- Provided passage -
# Horrible reaction has ruined my Polished Work wheels - help please!



## L16 JAY (Jul 28, 2011)

Hey guys,

I've got a brand new set of Work Wheels which have polished lips. I've literally only washed them 3 times since having them but at Japday yesterday, I had a horrible reaction. I used my handheld Venus bottle and sprayed them up and left for around 10 mins when I noticed a reaction. I quickly dried them and then spent the next 2 hours frantically trying to polish them, but nothing worked. They're sealed with CG Jet Seal which works really well and I've only ever used Auto Smart Ultra Mousse and Megs Ultimate Wash to clean them.

I've attached some photos below but the entire front wheels are terrible. I'm completely out of my depth here. I've got no idea what's happened and any advice would be welcomed 




























Sent from my iPhone using Tapatalk


----------



## Tim662 (Aug 19, 2014)

What was in the spray bottle?


----------



## m4rkymark (Aug 17, 2014)

if the rims are polished aluminium then you can fix it, if they are chromed it may not be so easy.

- Entries provided -

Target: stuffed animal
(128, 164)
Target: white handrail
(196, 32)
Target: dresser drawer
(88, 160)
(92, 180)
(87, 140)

- Directions -
A. Answer these about the forum thread on the damaged Work wheels:
(i) How many times had the wheels been washed before the reaction?
(ii) What were the wheels sealed with?
(iii) According to m4rkymark, in what case can the wheels be fixed?
B. Supply a continuation of the forum thread on the damaged Work wheels, picking up after its final post.

- Results in order -
A.
(i) Three times.
(ii) CG Jet Seal.
(iii) If the rims are polished aluminium.

B.
if they are polished alumiumium I would just polish with a good metal polish like mother mag and aluminium - don't use autosol because its quite a rough polish - although autosol will polish them it will also leave them scratched and the shine will be dull. if mothers doesn't take it out you can use a fine wet and dry then repolish using mothers.

if your washing them again soap and water is all polished alumium needs, don't use chemicals on it.


----------



## REVERSiN (Sep 28, 2015)

Wheel brighter ? 
Seems something ate the clear or its a miniral caused spot.

Either way it a polishing job, get a ball or cone to polish it.

Sent from my GT-I9100 using Tapatalk


----------



## L16 JAY (Jul 28, 2011)

Thanks guys. The only things I've used on them is Auto Smart Ultra Mousse, Megs Hyper Wash and pat dry. I've tried mothers by hand and it simply won't budge. Do we recommend a machine polish? They're polished aluminium by the way


Sent from my iPhone using Tapatalk


----------



## Jam* (Apr 24, 2016)

Its could be oxidation, Is it white powder-ish gunk ?


----------



## fatdazza (Dec 29, 2010)

Were you aware that ultramousse is caustic? What dilution did you apply it?


----------



## L16 JAY (Jul 28, 2011)

fatdazza said:


> Were you aware that ultramousse is caustic? What dilution did you apply it?


I think the dilution is parts of the problems yes. I always use it in my snow foam lance with no problems but it was the first time using it in the pump sprayer and I think I've added too much detergent. Also, I think o may have left it to dry a little too much. What could I use to strip the Jet Seal and all products so I can start again?


----------



## Kimo (Jun 7, 2013)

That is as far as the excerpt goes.